Data in this exercise
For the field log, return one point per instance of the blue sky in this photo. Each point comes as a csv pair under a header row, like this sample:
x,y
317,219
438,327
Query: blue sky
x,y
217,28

Problem requirements
Can you repeat every one of the entries above verbatim?

The completed task
For the field log, return one point per instance of the blue sky in this photo. Each point comes as a csv pair under a header row, like this sample:
x,y
317,219
438,327
Query: blue sky
x,y
217,28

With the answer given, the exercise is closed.